* [What is asked]
Format the data below as a JSON list of strings, with one string for each line and any blank lines omitted.

* [Available records]
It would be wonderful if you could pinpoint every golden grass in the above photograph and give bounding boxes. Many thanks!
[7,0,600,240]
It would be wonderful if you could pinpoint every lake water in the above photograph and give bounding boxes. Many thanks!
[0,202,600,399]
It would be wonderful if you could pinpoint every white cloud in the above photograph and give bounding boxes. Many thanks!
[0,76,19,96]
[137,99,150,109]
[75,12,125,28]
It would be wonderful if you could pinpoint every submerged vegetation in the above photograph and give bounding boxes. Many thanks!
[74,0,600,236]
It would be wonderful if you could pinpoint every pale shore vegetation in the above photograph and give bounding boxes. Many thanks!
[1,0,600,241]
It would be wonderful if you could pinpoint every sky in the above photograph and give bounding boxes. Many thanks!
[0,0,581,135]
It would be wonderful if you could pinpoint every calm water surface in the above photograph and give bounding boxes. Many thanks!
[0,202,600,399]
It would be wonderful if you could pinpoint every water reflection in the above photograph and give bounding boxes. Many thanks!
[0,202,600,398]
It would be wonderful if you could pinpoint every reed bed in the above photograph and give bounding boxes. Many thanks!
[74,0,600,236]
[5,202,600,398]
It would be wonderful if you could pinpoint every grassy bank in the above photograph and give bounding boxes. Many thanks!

* [Result for this task]
[
  "It would be wonderful if you could pinpoint every golden grass in the above photograph and give bounding boxes. Many thanks!",
  "[7,0,600,240]",
  "It would be wonderful if you could pinpoint every lake water in the above photograph and give bounding boxes. Many thanks!",
  "[0,202,600,399]",
  "It would be wonderful if you could pinpoint every white cloud in the above photograph and give bounding boxes. Many thanks!",
  "[0,76,19,96]",
  "[137,99,150,109]",
  "[75,12,125,28]",
  "It would be wonderful if you could pinpoint every submerged vegetation in the above photograph and give bounding boxes. Many thanks!",
  "[74,0,600,236]",
  "It would be wonderful if you could pinpoint every pale shore vegetation in the above photograph and give bounding boxes. Many thanks!",
  "[1,0,600,241]",
  "It would be wonderful if you could pinpoint every sky in the above photograph and give bounding boxes. Many thanks!",
  "[0,0,581,135]",
  "It would be wonderful if you could pinpoint every calm water surface in the above photograph and give bounding boxes. Many thanks!",
  "[0,202,600,399]",
  "It would be wonderful if you could pinpoint every water reflection in the above photograph and give bounding boxes. Many thanks!",
  "[0,202,600,398]",
  "It would be wonderful if you could pinpoint every reed bed in the above photograph and give bounding boxes. Many thanks!",
  "[74,0,600,236]",
  "[5,202,600,398]",
  "It would be wonderful if you could pinpoint every grassy bank in the above photograph and give bounding boxes. Many thanks!"
]